>> Begin Entries shown

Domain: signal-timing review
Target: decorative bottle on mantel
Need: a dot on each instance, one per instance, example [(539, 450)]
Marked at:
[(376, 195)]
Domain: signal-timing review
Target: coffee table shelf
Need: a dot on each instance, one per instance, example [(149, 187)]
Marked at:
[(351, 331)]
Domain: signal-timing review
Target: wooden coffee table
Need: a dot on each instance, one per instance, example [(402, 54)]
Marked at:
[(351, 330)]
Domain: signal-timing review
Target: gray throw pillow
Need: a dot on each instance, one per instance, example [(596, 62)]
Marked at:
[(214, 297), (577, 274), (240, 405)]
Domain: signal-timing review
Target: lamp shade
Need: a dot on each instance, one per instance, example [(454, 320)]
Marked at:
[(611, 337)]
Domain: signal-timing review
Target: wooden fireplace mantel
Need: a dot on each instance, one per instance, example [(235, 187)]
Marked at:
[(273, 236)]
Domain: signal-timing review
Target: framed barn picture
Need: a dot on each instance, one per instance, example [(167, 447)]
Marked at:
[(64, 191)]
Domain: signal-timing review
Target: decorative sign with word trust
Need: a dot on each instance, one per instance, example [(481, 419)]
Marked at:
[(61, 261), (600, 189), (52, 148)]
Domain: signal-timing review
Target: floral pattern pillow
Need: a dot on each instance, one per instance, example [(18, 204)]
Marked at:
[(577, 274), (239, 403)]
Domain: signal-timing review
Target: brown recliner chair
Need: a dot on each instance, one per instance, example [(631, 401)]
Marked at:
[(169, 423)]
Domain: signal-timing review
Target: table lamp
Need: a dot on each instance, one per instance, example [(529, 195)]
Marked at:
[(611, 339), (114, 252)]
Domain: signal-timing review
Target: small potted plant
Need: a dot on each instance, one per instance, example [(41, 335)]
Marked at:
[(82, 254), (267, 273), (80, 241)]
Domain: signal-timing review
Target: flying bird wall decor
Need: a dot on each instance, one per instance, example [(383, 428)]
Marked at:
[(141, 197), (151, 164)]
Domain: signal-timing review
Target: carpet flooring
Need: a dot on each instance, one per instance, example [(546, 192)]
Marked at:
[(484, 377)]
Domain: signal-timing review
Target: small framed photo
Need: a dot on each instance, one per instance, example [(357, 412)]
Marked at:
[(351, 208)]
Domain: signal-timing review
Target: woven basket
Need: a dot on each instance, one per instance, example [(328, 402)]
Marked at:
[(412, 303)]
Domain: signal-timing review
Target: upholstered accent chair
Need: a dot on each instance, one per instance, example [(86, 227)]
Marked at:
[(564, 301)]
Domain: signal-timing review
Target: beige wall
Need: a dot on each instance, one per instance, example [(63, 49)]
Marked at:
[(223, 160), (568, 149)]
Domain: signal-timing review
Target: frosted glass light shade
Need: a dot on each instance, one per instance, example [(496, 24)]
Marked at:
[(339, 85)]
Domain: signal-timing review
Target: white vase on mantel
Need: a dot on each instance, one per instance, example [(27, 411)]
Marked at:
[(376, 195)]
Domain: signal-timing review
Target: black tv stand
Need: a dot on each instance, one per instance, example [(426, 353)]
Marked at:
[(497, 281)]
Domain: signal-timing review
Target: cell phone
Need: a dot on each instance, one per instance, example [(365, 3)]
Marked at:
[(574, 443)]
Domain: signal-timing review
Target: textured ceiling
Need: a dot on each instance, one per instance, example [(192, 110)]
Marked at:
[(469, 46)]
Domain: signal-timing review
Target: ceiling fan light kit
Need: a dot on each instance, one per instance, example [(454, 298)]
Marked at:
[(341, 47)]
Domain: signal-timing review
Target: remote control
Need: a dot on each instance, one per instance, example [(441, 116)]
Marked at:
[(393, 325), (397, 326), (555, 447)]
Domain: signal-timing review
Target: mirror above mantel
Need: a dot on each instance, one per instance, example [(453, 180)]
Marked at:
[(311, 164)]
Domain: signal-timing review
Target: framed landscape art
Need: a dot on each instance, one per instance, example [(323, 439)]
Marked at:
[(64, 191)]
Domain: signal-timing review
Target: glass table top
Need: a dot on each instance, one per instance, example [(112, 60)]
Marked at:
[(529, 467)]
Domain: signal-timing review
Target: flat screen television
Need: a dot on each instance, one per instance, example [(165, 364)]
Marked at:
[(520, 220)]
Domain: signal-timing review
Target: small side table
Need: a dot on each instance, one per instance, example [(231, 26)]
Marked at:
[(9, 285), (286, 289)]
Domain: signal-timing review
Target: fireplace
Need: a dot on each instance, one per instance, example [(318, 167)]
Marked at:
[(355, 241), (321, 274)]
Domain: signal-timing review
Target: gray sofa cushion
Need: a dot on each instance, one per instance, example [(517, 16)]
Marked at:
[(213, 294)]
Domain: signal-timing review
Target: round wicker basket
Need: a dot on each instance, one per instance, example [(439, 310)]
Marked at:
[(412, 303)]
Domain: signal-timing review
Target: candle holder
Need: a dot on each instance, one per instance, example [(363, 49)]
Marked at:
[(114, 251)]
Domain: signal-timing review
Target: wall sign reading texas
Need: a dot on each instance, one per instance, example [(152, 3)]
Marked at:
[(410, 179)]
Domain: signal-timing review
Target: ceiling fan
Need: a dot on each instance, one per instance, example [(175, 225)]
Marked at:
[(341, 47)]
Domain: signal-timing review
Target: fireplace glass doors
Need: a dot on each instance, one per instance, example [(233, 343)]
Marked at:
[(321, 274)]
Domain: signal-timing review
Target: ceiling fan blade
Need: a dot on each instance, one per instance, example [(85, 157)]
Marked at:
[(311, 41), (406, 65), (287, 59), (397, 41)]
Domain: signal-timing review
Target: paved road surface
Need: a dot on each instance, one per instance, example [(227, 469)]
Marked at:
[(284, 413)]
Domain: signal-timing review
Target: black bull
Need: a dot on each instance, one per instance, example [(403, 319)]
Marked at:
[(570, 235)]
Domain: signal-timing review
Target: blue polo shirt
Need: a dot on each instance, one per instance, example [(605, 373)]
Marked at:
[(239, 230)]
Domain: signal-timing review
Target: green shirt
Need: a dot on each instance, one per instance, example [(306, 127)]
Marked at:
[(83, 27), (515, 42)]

>> End Entries shown

### Your goal
Reproduce the listing above verbatim, from first line to last.

### Correct response
Domain: signal-timing review
Target: decorative bottle on mantel
Need: a dot on each instance, one per instance, example [(539, 450)]
Marked at:
[(376, 195)]
Domain: signal-timing review
Target: coffee table shelf
Need: a dot on each instance, one per instance, example [(149, 187)]
Marked at:
[(351, 331)]
Domain: signal-timing review
Target: wooden coffee table
Need: a dot on each instance, one per instance, example [(402, 54)]
Marked at:
[(351, 330)]
Domain: signal-timing review
Target: gray throw pillow
Need: a dot on each instance, one per instance, example [(596, 62)]
Marked at:
[(214, 297), (577, 274), (240, 405)]
Domain: signal-timing review
Target: lamp shade
Need: a dot on each instance, one per instance, example [(454, 320)]
Marked at:
[(611, 337)]
Domain: signal-timing review
Target: wooden fireplace mantel
Need: a dot on each instance, one per instance, example [(235, 187)]
Marked at:
[(273, 236)]
Domain: signal-timing review
Target: framed barn picture
Need: a dot on each instance, one per instance, example [(167, 447)]
Marked at:
[(64, 191)]
Domain: signal-timing review
Target: decorative sign with word trust
Need: a dot on each instance, one per instance, example [(481, 419)]
Marked at:
[(61, 261), (600, 189), (52, 148)]
Domain: signal-timing review
Target: floral pattern pillow
Need: a dot on each instance, one per instance, example [(18, 204)]
Marked at:
[(577, 274), (239, 403)]
Domain: signal-timing review
Target: brown recliner chair
Need: a dot on each instance, one per instance, example [(631, 401)]
Marked at:
[(169, 423)]
Domain: signal-timing review
Target: table lamp
Need: a dot on each instance, one per instance, example [(529, 195)]
Marked at:
[(611, 339), (114, 252)]
Domain: signal-timing review
Target: small potted plant
Need: a dot on each instance, one per instance, example [(41, 335)]
Marked at:
[(82, 254), (267, 273), (80, 241)]
Domain: signal-timing review
Target: flying bird wall decor
Need: a dot on each instance, one per instance, example [(383, 428)]
Marked at:
[(141, 197), (151, 164)]
Domain: signal-timing review
Target: carpet flooring
Need: a dot on each instance, one per instance, example [(546, 192)]
Marked at:
[(484, 377)]
Domain: signal-timing review
Target: small framed photo
Need: a dot on each instance, one per instance, example [(357, 412)]
Marked at:
[(351, 208)]
Domain: signal-timing review
Target: woven basket
Need: a dot on each instance, one per instance, example [(328, 402)]
Marked at:
[(412, 303)]
Domain: signal-timing review
Target: upholstered accent chair
Need: a dot on each instance, one per instance, example [(86, 227)]
Marked at:
[(564, 301)]
Domain: signal-timing review
Target: beige wall
Need: a dot on each instance, one per instance, example [(63, 49)]
Marked at:
[(223, 160), (568, 149)]
Domain: signal-timing review
Target: frosted glass light shade
Need: a dot on each instance, one per instance, example [(496, 24)]
Marked at:
[(339, 85)]
Domain: signal-timing review
Target: white vase on mantel
Need: a dot on each instance, one per instance, example [(27, 411)]
Marked at:
[(376, 195)]
Domain: signal-timing review
Target: black tv stand
Need: a dot on each instance, one per instance, example [(426, 353)]
Marked at:
[(497, 281)]
Domain: signal-timing review
Target: cell phone
Need: a dot on each instance, one per instance, example [(365, 3)]
Marked at:
[(574, 443)]
Domain: signal-timing review
Target: textured ceiling
Need: a dot on each instance, one per instance, example [(192, 110)]
Marked at:
[(469, 46)]
Domain: signal-timing review
Target: ceiling fan light kit
Need: a dot on each instance, one per instance, example [(454, 298)]
Marked at:
[(341, 47)]
Domain: signal-timing review
Target: remote control
Need: a dot on each instance, one per instance, example [(441, 116)]
Marked at:
[(393, 325), (397, 326), (555, 447)]
Domain: signal-timing review
Target: mirror above mantel
Need: a dot on each instance, one per instance, example [(453, 180)]
Marked at:
[(311, 164)]
Domain: signal-timing review
Target: framed landscape art
Need: a dot on each instance, one per instance, example [(323, 439)]
Marked at:
[(64, 191)]
Domain: signal-timing review
Target: glass table top
Need: a dot on each instance, one per instance, example [(112, 60)]
Marked at:
[(529, 467)]
Domain: signal-timing review
Target: flat screen television
Need: a dot on each instance, one per instance, example [(165, 364)]
Marked at:
[(520, 220)]
Domain: signal-timing review
Target: small side table
Need: a dot on each instance, one per instance, example [(231, 26)]
Marked at:
[(9, 285), (286, 289)]
Domain: signal-timing review
Target: fireplace
Need: a dot on each instance, one per instance, example [(318, 167)]
Marked at:
[(355, 241), (321, 274)]
Domain: signal-timing review
Target: gray sofa cushion
Need: a dot on each instance, one per instance, example [(517, 16)]
Marked at:
[(213, 294)]
Domain: signal-timing review
Target: round wicker basket
Need: a dot on each instance, one per instance, example [(439, 310)]
Marked at:
[(412, 303)]
Domain: signal-timing review
Target: candle holder
Need: a dot on each instance, one per instance, example [(363, 49)]
Marked at:
[(114, 251)]
Domain: signal-timing review
Target: wall sign reading texas
Need: a dot on each instance, one per instance, example [(152, 3)]
Marked at:
[(410, 179)]
Domain: signal-timing review
Target: ceiling fan
Need: a dot on each instance, one per instance, example [(175, 225)]
Marked at:
[(341, 47)]
Domain: signal-timing review
Target: fireplace glass doors
Need: a dot on each instance, one per instance, example [(233, 343)]
Marked at:
[(321, 274)]
Domain: signal-timing review
Target: ceiling fan blade
Need: a dot on each instance, one per instance, example [(85, 157)]
Marked at:
[(311, 41), (406, 65), (287, 59), (397, 41)]
Domain: signal-timing review
Target: paved road surface
Need: a dot on each instance, one per instance, example [(227, 469)]
Marked at:
[(284, 413)]
Domain: signal-timing review
Target: black bull
Need: a dot on each instance, one per instance, example [(403, 319)]
Marked at:
[(570, 235)]
Domain: signal-timing review
Target: blue polo shirt
Need: a dot on each instance, one per instance, example [(605, 373)]
Marked at:
[(239, 230)]
Domain: signal-timing review
Target: green shirt
Need: a dot on each instance, one per instance, example [(306, 127)]
Marked at:
[(83, 27), (515, 42)]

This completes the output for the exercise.